> _Problem to work on_:
The entries are to be output in full, word for word.

> _Source data_:
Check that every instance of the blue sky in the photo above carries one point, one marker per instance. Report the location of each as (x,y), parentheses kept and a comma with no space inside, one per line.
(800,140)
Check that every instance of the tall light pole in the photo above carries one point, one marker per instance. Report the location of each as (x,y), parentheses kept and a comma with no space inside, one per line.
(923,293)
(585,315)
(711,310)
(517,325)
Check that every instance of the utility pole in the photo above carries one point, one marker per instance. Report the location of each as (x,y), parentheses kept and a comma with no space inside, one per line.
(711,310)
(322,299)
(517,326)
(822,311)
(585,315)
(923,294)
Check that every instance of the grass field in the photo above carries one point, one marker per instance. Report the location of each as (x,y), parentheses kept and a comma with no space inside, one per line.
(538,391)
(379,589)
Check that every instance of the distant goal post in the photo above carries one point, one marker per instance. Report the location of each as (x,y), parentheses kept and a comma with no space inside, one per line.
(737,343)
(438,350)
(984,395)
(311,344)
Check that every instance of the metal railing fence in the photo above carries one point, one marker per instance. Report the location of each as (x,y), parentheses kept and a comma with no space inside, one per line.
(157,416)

> _Solution to this exercise_:
Check that every instance of the blue sky in the photo above carries one point, one marker per instance. Report the location of each as (x,y), parentheses kept and a comma with no space inside, one per line.
(800,140)
Check that every instance of the tall light pole in the photo above carries one point, one marker per instance. Report the location of each as (x,y), parentheses kept and a comma with no space inside, one per line.
(923,293)
(585,315)
(711,310)
(517,325)
Check that every instance of the utility pole in the photo above carries one point, one marker per instance. Report the location of each as (x,y), parentheses kept and a comma with no space inside, one per line.
(711,310)
(322,299)
(517,326)
(822,311)
(585,315)
(923,294)
Check that every instance of the grass field in the photo above carries one point, one marker per instance. Report the location of each as (x,y), parentheses kept and a comma with no space inside, one per line.
(538,391)
(379,589)
Check that every instance of the distant goal post in the photo above carries one point, one marker per instance. Report the location of each as (x,y), parentheses kept and a comma with no space inside, one per line.
(737,343)
(438,350)
(984,395)
(311,344)
Check that every instance of the metal railing fence in the photo above carries one point, one marker per instance. Report the location of each as (x,y), parentheses kept and a comma with no space inside, one per line.
(157,416)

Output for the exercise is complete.